### Brief 1
According to the book review below, in what year was "Analytical Marxism" founded?

Analytical Marxism: Socialism without class struggle
Gil Hyle reviews Analytical Marxism by Tom Mayer
Sage Publications, California, 1994, £12.99
This is a useful book; I didn’t agree with a word of it. It explains “Analytical Marxism” with admirable clarity. It is “Analytical Marxism” itself which is clearly unworthy of admiration.
This academic trend is inﬂuential wherever institutions of Higher Education purport to teach Marx. It embodies a viewpoint consonant with the views of the “democratic left” successors to Stalinism. For this reason a critique of the main errors involved is valuable—and Mayer’s book assembles them for us.
“Analytical Marxism” was founded in 1978, when Gerry Cohen published Karl Marx’ Theory of History: a Defence. At ﬁrst sight his book appeared to many as a restatement of Marx’s views that was both faithful and original. However, a closer analysis of Cohen’s central theses reveals an altogether different picture.
Take Cohen’s “Development Thesis” for example. Here is a theory formulated in such a way as to sound like Marx. Cohen’s assertion that “the productive forces tend to develop throughout history” (p29) seems entirely correct, even to the point of banality.
But what Cohen is in fact suggesting is not simply that human beings have always faced material scarcity (which is a fact), but that because we are rational beings we have always sought to overcome this by developing the forces of production (which is not a fact).

### Records shown
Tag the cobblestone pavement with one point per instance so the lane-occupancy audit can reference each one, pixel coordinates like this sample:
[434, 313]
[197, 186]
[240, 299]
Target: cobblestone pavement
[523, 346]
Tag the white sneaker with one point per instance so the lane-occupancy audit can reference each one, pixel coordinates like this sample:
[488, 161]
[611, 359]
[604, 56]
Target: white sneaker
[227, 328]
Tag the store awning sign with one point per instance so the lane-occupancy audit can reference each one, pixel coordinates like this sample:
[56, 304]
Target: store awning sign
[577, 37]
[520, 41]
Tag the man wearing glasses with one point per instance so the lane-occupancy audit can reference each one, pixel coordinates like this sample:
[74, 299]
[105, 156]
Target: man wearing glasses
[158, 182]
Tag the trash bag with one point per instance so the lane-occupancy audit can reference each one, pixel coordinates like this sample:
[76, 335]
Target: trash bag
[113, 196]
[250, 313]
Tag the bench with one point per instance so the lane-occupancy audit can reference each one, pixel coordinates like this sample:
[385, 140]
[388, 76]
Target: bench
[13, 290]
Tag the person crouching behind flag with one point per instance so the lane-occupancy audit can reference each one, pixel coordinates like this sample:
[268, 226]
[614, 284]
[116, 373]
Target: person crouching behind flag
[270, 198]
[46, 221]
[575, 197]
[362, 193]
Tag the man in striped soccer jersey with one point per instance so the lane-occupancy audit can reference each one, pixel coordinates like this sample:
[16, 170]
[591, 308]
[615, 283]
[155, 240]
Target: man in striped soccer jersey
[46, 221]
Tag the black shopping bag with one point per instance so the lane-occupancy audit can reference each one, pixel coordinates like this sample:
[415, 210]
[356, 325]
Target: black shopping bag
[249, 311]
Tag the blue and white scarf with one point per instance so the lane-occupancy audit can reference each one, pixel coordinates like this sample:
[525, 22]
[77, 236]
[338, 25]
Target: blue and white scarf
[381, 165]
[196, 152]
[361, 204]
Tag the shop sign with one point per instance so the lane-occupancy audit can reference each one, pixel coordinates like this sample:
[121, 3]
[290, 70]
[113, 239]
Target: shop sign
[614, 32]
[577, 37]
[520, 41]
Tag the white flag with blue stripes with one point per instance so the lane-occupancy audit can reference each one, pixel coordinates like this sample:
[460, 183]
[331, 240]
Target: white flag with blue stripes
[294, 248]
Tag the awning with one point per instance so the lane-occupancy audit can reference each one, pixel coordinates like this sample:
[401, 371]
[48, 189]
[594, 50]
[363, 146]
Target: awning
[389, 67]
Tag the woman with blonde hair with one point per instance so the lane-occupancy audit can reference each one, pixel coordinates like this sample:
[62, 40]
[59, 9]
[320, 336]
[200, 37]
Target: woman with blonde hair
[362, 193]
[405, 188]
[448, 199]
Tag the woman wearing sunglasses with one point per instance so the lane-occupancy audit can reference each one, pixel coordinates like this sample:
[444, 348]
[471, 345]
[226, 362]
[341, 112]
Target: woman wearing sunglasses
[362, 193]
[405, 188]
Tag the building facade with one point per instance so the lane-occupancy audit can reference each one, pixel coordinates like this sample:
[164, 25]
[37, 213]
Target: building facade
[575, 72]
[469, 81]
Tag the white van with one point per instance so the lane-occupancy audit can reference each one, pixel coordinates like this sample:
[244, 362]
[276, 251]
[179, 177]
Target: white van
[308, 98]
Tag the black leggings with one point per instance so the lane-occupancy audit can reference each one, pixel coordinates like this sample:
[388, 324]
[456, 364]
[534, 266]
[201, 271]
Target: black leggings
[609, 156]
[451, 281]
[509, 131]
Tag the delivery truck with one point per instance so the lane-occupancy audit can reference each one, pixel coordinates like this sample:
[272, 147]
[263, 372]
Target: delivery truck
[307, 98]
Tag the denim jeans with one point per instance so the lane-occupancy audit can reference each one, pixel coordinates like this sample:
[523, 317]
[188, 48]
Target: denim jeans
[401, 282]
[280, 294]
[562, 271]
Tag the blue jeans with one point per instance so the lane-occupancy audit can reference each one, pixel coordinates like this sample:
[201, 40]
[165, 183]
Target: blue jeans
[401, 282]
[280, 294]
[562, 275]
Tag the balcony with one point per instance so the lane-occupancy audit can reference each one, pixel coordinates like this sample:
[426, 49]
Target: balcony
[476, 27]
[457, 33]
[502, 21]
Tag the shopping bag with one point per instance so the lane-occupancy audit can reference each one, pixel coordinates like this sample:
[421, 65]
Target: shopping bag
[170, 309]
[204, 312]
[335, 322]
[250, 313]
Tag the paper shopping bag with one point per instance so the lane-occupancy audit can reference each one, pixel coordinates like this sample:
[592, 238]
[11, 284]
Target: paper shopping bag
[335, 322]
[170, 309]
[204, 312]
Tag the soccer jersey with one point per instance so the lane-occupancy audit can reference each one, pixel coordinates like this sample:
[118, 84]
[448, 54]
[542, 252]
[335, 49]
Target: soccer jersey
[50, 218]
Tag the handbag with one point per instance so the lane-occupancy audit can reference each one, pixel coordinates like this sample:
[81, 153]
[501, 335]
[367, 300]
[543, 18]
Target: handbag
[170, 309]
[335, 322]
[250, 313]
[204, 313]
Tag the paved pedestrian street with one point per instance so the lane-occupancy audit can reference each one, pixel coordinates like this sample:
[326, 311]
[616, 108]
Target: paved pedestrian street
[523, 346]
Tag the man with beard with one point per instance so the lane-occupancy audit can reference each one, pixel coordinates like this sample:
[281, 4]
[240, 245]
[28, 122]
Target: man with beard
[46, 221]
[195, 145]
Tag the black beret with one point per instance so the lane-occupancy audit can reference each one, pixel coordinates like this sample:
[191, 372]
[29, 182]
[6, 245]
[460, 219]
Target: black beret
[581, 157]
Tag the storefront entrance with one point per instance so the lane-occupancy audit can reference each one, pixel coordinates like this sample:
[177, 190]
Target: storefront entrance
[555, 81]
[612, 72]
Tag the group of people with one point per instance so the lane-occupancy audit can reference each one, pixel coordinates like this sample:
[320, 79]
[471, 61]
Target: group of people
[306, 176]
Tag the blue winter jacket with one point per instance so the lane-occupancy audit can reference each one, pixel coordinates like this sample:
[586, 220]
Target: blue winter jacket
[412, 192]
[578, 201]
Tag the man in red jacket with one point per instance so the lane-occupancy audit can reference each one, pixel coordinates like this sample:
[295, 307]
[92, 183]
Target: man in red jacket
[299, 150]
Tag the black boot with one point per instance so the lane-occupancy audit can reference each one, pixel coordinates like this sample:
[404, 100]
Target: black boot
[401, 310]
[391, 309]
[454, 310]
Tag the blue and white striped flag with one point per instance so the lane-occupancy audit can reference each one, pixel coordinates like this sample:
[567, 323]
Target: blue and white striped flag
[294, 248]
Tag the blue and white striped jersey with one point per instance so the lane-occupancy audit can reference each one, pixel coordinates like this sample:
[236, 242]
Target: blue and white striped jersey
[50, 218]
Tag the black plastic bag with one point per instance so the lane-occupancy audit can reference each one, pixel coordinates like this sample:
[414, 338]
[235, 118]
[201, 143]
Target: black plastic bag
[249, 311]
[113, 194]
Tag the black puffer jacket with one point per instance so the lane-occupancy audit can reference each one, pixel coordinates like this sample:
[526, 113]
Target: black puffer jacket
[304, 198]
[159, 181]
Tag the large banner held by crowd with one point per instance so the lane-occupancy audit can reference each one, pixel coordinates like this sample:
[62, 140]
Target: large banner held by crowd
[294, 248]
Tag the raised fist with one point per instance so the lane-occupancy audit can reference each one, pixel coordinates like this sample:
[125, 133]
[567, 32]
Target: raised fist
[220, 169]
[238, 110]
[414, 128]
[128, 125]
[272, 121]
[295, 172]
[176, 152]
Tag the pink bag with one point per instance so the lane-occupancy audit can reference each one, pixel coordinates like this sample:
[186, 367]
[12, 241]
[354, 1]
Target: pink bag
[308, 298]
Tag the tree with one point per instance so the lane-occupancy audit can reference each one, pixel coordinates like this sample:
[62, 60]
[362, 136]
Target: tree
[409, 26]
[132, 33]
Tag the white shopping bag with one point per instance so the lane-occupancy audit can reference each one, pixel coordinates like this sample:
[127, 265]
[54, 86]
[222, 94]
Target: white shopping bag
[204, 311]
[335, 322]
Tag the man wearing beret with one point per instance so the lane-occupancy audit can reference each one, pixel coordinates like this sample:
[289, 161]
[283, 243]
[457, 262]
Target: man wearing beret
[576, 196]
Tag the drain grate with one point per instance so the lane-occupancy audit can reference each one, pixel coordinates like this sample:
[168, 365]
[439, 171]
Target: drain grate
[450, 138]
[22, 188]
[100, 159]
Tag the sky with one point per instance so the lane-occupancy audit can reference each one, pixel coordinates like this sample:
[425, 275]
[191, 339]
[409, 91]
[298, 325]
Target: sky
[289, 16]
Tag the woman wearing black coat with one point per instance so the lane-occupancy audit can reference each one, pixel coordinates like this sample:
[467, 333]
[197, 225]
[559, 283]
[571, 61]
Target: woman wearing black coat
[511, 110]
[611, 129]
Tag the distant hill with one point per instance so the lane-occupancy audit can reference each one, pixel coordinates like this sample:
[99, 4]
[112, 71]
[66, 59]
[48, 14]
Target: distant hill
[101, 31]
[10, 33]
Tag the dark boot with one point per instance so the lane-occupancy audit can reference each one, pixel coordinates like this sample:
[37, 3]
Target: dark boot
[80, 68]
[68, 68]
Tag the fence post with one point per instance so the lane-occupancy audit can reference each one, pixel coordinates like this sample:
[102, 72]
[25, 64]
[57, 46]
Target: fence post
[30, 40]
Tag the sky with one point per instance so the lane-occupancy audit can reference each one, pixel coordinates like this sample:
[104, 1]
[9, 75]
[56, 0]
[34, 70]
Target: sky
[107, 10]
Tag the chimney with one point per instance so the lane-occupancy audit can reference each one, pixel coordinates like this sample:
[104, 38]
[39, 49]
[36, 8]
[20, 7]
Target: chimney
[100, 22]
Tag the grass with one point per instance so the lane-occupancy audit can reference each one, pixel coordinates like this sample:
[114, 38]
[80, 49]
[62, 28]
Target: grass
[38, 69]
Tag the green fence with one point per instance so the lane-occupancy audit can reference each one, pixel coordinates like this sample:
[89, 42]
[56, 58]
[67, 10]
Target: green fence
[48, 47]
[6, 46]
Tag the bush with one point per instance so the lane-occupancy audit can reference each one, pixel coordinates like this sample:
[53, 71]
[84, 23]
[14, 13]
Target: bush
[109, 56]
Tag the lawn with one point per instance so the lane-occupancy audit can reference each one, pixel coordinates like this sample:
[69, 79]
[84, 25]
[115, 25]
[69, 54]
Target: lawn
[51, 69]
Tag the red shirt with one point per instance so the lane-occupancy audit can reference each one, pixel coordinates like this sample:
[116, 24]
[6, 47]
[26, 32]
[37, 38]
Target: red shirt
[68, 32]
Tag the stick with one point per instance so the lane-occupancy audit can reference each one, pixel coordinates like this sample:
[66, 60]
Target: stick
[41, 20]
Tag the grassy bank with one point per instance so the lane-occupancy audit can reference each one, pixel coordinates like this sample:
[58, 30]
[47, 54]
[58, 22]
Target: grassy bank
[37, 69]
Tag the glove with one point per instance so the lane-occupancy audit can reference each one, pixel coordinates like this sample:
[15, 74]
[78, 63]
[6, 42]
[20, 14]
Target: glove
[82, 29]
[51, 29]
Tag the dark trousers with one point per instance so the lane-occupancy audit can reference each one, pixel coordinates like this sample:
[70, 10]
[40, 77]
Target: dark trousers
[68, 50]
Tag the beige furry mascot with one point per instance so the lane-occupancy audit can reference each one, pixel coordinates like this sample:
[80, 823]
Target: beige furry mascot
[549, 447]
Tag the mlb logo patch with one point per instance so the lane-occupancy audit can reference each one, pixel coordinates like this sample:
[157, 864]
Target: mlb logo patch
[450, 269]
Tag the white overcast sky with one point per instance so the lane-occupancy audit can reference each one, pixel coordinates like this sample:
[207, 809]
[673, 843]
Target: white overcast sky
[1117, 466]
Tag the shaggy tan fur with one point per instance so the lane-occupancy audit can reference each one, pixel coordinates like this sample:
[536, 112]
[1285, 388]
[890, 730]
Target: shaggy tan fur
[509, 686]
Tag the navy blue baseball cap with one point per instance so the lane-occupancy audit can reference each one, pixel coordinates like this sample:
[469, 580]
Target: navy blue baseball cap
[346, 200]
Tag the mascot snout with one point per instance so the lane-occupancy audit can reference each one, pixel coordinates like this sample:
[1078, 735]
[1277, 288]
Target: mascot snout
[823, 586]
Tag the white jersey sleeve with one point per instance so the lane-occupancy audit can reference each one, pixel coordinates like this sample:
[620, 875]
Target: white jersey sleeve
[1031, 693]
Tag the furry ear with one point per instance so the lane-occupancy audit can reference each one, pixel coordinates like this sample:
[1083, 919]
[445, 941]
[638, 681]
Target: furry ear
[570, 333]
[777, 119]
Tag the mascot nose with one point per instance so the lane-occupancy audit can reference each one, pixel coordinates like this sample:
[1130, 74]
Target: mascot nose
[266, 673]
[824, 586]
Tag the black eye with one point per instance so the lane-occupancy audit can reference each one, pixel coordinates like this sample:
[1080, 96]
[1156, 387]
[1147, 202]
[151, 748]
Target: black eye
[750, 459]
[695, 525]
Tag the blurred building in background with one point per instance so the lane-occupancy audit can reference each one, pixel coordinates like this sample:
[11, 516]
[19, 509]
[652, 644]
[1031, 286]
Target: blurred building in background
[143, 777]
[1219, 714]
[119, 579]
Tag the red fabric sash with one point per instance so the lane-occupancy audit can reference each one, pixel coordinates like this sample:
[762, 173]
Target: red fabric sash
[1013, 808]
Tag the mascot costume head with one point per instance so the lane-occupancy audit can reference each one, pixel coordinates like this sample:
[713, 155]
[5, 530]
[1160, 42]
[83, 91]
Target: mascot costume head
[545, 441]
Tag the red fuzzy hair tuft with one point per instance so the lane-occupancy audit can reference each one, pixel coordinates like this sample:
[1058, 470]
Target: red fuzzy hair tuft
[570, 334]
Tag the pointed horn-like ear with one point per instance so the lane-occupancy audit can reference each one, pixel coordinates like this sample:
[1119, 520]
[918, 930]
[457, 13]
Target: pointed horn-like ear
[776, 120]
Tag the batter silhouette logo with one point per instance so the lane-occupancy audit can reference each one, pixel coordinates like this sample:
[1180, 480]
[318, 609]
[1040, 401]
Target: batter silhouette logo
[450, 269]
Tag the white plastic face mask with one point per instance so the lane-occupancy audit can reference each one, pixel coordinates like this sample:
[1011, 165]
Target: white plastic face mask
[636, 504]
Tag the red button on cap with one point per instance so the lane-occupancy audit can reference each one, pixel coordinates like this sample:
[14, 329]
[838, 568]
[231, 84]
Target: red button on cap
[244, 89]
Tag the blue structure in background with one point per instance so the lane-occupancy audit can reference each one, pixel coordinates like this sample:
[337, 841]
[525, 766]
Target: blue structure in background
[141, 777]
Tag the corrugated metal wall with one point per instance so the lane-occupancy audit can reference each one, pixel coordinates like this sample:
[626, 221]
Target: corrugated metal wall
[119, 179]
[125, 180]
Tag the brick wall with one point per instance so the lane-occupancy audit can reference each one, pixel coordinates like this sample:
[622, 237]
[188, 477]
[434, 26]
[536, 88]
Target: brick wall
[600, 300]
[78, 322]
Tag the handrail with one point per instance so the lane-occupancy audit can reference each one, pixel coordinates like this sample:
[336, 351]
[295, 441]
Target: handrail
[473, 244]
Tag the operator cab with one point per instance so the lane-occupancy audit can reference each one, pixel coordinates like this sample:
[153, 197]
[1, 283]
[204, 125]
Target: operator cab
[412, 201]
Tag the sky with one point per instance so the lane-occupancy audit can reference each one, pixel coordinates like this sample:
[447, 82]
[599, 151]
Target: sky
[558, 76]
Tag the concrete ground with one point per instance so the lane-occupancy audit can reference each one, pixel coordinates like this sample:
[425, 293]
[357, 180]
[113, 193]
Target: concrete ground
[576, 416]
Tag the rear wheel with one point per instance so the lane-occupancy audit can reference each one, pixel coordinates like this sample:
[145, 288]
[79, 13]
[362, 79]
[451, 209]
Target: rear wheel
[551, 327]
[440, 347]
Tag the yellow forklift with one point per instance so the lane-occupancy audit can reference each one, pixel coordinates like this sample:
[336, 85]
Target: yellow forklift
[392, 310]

### Brief 2
In the rows, copy out every line from the one with "Tag the red fabric" up to and including the one with "[1013, 808]".

### Correct result 1
1978

### Correct result 2
Tag the red fabric sash with one point per instance so the lane-occupancy audit can reference each one, pixel coordinates like this sample:
[762, 173]
Target: red fabric sash
[1013, 808]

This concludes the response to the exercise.